◆ **Work required**
Rewrite the data below with every "point out" changed to "mark" and everything else left as it is. Leave out the pictures.

◆ **Provided material**
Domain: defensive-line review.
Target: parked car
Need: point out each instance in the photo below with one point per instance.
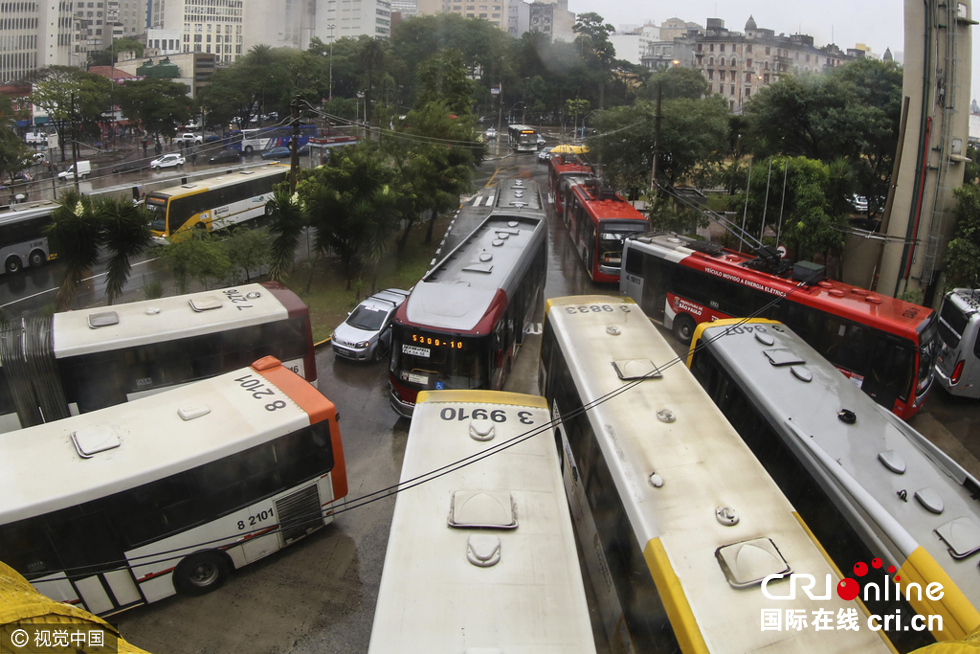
(167, 161)
(188, 138)
(84, 170)
(366, 334)
(283, 152)
(860, 203)
(227, 155)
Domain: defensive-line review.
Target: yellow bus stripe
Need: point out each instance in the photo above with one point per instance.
(960, 617)
(482, 397)
(675, 602)
(699, 330)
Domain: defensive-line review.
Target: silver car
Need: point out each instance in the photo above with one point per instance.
(366, 334)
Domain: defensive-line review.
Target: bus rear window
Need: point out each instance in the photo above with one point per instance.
(955, 323)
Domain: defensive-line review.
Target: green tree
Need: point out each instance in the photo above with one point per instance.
(442, 78)
(158, 104)
(13, 152)
(963, 252)
(810, 225)
(75, 236)
(202, 257)
(125, 233)
(247, 248)
(343, 197)
(289, 217)
(74, 101)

◆ **Expected answer**
Domain: defensive-line review.
Target: parked car
Need: mark each instance in the photo below with one point per instance.
(167, 161)
(188, 138)
(84, 170)
(366, 334)
(283, 152)
(860, 203)
(227, 155)
Domain: defensive-line review.
Target: yellow bus stripe
Need: mark each instance in the photo above with one point per instance.
(960, 617)
(482, 397)
(675, 602)
(699, 330)
Domain: defensive-line review.
Target: silver car
Need: mark each instance in the photo above with one point per instance.
(366, 334)
Domain: defensive-line review.
Target: bus rear window
Need: mark each instance in the photo above with one point per instance.
(955, 323)
Domain: defensive-line review.
Target: green tree
Need: mark each instance in the photo above with one point per instance.
(442, 78)
(158, 104)
(13, 152)
(963, 252)
(810, 225)
(75, 236)
(202, 257)
(125, 233)
(247, 248)
(343, 197)
(289, 217)
(74, 101)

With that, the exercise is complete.